Requirement → How many lines of the listing contain the word "water"? Reply with the number alone.

[Image entries for named regions]
★ ★ ★ ★ ★ ★ ★
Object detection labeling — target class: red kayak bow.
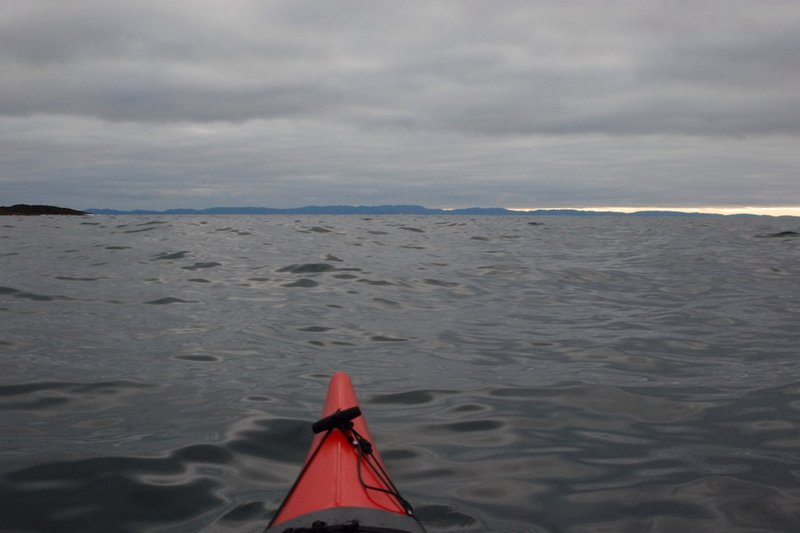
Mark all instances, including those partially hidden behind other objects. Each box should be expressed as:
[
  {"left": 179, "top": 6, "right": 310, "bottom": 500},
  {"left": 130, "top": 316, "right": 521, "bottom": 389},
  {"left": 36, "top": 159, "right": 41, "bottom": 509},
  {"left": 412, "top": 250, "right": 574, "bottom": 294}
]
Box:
[{"left": 266, "top": 372, "right": 425, "bottom": 533}]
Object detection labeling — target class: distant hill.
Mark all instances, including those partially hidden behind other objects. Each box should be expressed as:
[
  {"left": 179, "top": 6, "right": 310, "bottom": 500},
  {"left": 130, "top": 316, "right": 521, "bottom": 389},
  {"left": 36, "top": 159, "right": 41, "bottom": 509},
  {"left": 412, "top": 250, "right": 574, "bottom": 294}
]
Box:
[
  {"left": 0, "top": 204, "right": 88, "bottom": 216},
  {"left": 87, "top": 205, "right": 722, "bottom": 217}
]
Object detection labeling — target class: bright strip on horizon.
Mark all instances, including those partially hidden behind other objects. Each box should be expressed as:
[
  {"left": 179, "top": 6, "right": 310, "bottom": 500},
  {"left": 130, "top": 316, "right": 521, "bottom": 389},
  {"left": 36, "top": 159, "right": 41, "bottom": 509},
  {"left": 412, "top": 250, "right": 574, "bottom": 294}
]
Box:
[{"left": 507, "top": 206, "right": 800, "bottom": 217}]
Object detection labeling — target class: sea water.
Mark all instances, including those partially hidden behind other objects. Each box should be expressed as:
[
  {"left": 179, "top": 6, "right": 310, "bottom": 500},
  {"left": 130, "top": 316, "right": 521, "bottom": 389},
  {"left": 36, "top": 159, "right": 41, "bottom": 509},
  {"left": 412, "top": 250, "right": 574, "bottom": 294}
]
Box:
[{"left": 0, "top": 216, "right": 800, "bottom": 532}]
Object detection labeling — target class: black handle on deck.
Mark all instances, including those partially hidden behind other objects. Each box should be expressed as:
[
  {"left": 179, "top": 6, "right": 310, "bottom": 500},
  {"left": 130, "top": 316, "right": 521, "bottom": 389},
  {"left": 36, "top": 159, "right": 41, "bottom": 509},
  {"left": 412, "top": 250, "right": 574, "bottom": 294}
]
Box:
[{"left": 311, "top": 406, "right": 361, "bottom": 433}]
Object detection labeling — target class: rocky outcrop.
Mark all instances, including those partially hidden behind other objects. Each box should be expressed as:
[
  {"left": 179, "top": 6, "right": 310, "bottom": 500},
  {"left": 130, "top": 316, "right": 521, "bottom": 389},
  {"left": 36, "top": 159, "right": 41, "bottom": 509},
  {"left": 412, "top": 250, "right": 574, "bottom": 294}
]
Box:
[{"left": 0, "top": 204, "right": 89, "bottom": 216}]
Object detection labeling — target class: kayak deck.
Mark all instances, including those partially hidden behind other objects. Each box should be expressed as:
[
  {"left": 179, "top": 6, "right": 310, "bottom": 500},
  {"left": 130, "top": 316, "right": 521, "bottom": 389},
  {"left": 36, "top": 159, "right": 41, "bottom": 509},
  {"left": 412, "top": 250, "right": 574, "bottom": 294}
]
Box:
[{"left": 266, "top": 372, "right": 425, "bottom": 533}]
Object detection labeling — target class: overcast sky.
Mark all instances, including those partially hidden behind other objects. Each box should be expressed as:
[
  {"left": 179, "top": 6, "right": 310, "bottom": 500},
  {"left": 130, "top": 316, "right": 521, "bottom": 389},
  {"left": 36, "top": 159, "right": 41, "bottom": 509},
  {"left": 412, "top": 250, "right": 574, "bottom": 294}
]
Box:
[{"left": 0, "top": 0, "right": 800, "bottom": 209}]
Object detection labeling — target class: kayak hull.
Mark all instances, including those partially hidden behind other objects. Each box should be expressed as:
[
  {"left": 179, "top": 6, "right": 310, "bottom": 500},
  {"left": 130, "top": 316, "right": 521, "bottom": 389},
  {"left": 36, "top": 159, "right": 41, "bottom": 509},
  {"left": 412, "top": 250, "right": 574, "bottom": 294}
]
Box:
[{"left": 266, "top": 372, "right": 425, "bottom": 533}]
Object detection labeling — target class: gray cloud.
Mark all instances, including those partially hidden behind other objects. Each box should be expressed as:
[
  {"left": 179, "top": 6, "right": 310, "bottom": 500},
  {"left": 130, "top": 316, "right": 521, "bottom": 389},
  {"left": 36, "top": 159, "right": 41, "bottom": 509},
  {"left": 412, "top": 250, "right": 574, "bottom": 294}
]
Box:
[{"left": 0, "top": 0, "right": 800, "bottom": 207}]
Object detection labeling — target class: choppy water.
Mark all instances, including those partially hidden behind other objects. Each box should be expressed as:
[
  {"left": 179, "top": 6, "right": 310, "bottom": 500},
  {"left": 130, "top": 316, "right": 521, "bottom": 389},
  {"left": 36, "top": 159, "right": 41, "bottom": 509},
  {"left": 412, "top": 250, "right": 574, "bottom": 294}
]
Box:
[{"left": 0, "top": 216, "right": 800, "bottom": 532}]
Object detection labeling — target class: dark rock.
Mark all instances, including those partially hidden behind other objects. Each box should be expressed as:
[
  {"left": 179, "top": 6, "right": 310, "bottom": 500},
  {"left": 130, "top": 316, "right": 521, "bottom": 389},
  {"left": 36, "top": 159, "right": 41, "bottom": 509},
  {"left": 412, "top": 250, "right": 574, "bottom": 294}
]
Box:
[{"left": 0, "top": 204, "right": 89, "bottom": 216}]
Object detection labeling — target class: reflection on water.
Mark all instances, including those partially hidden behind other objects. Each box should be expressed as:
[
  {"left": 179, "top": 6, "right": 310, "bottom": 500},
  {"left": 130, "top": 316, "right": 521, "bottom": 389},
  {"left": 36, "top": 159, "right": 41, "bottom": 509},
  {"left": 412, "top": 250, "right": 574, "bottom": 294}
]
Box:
[{"left": 0, "top": 216, "right": 800, "bottom": 532}]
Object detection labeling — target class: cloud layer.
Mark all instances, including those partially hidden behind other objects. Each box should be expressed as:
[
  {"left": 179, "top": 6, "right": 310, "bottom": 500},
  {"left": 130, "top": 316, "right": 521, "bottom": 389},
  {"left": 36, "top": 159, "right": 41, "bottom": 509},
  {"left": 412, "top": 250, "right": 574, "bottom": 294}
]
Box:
[{"left": 0, "top": 0, "right": 800, "bottom": 208}]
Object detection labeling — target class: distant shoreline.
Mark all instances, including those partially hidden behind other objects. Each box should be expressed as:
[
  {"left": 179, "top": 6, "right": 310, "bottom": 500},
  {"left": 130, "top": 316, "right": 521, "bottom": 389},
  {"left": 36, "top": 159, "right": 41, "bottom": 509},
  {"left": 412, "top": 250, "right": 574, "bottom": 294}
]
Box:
[
  {"left": 86, "top": 205, "right": 770, "bottom": 217},
  {"left": 0, "top": 204, "right": 89, "bottom": 217}
]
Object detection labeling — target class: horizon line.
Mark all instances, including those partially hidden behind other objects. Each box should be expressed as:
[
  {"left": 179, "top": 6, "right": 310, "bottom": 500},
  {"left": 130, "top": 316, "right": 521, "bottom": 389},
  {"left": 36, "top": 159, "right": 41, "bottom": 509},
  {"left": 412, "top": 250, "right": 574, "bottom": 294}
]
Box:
[
  {"left": 505, "top": 205, "right": 800, "bottom": 217},
  {"left": 84, "top": 204, "right": 800, "bottom": 217}
]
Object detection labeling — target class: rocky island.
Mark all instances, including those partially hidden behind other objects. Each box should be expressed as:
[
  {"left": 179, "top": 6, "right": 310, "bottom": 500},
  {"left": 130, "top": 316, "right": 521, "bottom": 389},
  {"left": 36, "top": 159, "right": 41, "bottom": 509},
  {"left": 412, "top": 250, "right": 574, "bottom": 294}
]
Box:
[{"left": 0, "top": 204, "right": 89, "bottom": 216}]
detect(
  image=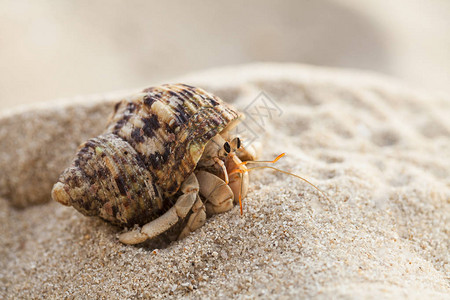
★ ★ ★ ★ ★ ★ ★
Exercise result → 3